What needs to be done = Retype the passage from the text on visiting Las Vegas after reopening, starting at "I Visited Las" and ending at "what I saw.".

Text block =
I Visited Las Vegas After Re-opening... Here's What I Saw
All tourism has been negatively affected by the coronavirus pandemic, but there might be no city harder hit than Las Vegas, Nevada. A city dedicated to in-person experiences like gambling, world-class shows, and nightlife has put itself in a difficult position after closing casinos and hotels in March. On June 4th, Vegas opened back up some of its casinos and hotels. I visited shortly after and here's what I saw.
What Is Las Vegas Like After Reopening?
I stayed at the Harrah's Las Vegas with a friend, where we took advantage of a $10 "Welcome Back Rate," with no resort fee due to Caesars Rewards Diamond status. Our stay was Monday and Tuesday night, which are normally less busy than the crazy weekends that Vegas is famous for.
We drove in from Arizona and parked at Harrah's parking garage. While parking would've been free due to Diamond status, Las Vegas casinos that have reopened have all stopped charging for parking, saving travelers up to $18 a night! This was the first sign that Vegas was willing to offer discounts to attract guests back to the city.
The first room we received hadn't been serviced, which was understandable given they've restarted operations and there may be some wrinkles. We were given a new room, which was spotlessly clean. Housekeeping did not enter our room during our two-night stay.
Temperature scans were done only for those checking into the hotel at Harrah's. If you wanted to go to the casino, there was no formal scanning process. This seemed to be the case at all of the Caesars casinos I visited, like Caesars Palace and the Flamingo. As well as the MGM resorts, like the Bellagio, MGM Grand, and New York-New York. Others, like the Wynn/Encore and Venetian/Palazzo, were temperature scanning everyone before they entered the complex. The process was quick and easy, but I can see how things may back up as more visitors return to Vegas.
The biggest difference I saw was in casino operations. While masks weren't required at any casino, many gamblers were wearing them, as were all employees. The Bellagio appeared to be taking things most seriously, with plexiglass dividers on every gaming table. They also had handwashing stations with masks, gloves, and cleaning supplies spread out throughout the casino. There were hand sanitizing stations everywhere, as well.

Source data =
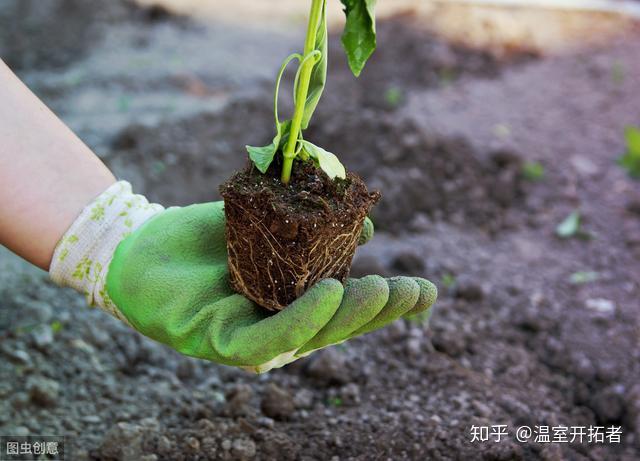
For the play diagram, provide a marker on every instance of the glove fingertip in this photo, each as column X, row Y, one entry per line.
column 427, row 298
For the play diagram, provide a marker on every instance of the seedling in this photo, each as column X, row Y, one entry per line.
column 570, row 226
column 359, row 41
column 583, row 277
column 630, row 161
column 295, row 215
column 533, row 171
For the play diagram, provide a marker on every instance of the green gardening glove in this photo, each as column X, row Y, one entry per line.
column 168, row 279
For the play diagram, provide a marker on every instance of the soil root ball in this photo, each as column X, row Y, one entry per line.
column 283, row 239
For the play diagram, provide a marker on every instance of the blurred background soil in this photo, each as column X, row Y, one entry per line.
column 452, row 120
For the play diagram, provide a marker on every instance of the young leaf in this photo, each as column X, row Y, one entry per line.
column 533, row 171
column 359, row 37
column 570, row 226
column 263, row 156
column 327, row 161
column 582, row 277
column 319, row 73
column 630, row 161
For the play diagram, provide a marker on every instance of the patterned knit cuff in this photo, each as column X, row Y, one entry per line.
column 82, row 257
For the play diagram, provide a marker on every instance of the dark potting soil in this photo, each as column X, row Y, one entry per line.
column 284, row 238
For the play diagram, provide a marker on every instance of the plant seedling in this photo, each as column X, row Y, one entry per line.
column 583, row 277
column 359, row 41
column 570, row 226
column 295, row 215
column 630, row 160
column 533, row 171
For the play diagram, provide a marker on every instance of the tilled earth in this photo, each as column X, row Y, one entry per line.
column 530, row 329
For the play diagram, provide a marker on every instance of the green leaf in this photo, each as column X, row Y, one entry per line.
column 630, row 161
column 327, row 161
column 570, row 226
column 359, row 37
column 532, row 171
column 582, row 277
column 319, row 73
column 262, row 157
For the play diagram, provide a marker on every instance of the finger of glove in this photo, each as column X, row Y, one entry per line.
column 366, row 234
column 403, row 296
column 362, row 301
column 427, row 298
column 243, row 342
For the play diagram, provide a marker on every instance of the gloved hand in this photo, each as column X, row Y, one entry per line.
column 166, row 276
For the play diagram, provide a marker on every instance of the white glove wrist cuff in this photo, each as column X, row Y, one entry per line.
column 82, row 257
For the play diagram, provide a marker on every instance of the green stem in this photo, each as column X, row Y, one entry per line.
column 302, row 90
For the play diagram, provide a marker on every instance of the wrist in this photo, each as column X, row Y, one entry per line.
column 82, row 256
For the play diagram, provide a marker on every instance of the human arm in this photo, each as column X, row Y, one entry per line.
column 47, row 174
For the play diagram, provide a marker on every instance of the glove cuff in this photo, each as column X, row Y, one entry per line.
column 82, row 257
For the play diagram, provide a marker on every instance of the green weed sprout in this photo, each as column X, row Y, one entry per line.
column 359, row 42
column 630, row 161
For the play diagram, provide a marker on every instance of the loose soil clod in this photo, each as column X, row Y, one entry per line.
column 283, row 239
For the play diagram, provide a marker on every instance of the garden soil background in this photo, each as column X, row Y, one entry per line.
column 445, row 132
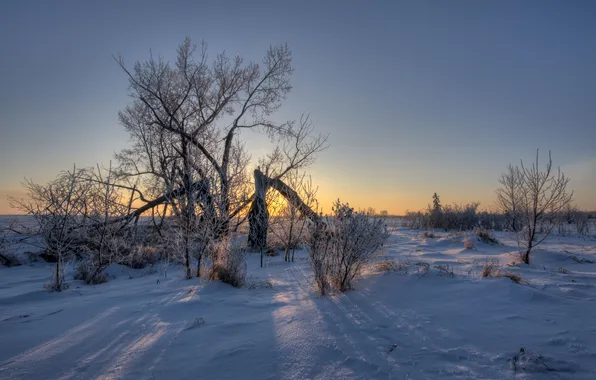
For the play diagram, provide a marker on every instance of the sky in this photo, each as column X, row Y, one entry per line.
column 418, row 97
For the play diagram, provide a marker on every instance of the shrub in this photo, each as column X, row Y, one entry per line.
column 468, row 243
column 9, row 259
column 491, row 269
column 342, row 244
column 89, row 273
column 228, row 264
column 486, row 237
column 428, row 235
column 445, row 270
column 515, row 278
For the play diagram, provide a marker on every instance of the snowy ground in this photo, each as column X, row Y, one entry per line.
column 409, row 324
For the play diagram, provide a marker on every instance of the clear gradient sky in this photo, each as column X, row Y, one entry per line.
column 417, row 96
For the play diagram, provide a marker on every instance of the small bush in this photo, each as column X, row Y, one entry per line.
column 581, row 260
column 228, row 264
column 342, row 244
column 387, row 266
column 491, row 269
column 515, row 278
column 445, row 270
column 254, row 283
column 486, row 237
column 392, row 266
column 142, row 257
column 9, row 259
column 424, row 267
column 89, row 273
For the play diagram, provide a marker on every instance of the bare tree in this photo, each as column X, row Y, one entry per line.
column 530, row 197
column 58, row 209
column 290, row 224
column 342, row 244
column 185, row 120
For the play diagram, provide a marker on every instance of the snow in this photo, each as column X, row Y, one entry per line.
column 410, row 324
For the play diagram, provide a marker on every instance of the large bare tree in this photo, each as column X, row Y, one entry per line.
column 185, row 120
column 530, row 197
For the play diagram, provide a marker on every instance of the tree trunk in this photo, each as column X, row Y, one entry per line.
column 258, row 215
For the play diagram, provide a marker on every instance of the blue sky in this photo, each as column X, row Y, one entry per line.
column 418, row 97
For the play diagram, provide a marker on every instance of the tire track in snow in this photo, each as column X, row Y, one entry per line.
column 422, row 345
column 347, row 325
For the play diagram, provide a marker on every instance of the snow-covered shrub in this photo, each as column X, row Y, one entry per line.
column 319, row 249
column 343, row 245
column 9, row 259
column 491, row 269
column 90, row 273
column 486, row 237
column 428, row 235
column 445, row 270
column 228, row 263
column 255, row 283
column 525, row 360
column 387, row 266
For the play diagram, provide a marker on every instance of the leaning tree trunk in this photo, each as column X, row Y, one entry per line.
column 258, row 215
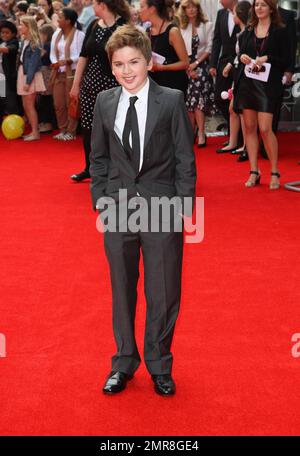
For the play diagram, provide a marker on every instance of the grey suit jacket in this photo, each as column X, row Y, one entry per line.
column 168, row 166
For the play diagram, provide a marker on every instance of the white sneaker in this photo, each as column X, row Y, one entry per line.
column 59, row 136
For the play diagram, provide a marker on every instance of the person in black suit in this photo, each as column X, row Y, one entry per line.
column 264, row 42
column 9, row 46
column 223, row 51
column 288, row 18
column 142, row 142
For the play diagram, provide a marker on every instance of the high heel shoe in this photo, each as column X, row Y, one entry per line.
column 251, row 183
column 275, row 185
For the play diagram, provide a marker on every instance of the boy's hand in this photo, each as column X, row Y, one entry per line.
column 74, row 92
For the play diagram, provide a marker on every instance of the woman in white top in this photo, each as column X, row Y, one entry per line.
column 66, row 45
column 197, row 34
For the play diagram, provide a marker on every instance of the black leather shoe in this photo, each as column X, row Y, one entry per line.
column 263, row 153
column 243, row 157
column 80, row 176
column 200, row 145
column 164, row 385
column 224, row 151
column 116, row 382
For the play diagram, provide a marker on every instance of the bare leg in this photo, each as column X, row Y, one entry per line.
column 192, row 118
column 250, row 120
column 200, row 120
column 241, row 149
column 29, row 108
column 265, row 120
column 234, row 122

Response below =
I Visited Las Vegas After Re-opening... Here's What I Saw
All tourism has been negatively affected by the coronavirus pandemic, but there might be no city harder hit than Las Vegas, Nevada. A city dedicated to in-person experiences like gambling, world-class shows, and nightlife has put itself in a difficult position after closing casinos and hotels in March. On June 4th, Vegas opened back up some of its casinos and hotels. I visited shortly after and here's what I saw.